RECORDED INFORMATION:
────────────────────

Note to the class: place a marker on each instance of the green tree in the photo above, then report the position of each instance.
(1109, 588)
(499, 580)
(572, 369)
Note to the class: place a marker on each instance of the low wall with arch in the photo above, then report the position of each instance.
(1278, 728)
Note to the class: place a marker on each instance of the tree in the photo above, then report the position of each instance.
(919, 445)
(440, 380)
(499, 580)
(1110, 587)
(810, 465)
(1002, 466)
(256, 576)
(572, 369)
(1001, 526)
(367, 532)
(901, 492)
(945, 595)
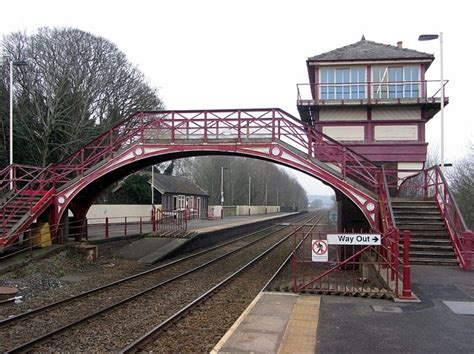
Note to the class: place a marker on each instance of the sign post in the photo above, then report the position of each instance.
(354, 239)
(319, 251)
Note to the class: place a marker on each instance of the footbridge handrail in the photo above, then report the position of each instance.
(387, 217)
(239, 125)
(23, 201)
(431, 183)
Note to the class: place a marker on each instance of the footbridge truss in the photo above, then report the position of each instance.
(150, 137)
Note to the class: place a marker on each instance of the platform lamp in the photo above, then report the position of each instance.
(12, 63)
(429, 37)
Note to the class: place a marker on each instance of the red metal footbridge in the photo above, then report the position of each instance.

────────────────────

DESCRIPTION OF THE TASK: Copy the entries from the line containing "of the platform" through the final entry, substituting "Message for the class" for "Note to the class" and keeping everything else the same. Return only those lines.

TASK ANSWER:
Message for the class: place a marker on each instance of the platform lamp in the photo above, then report the position of each instance.
(12, 63)
(429, 37)
Message for the class: place a marker on each instance of the red metal footbridge in the photo above, then report the position of each instance.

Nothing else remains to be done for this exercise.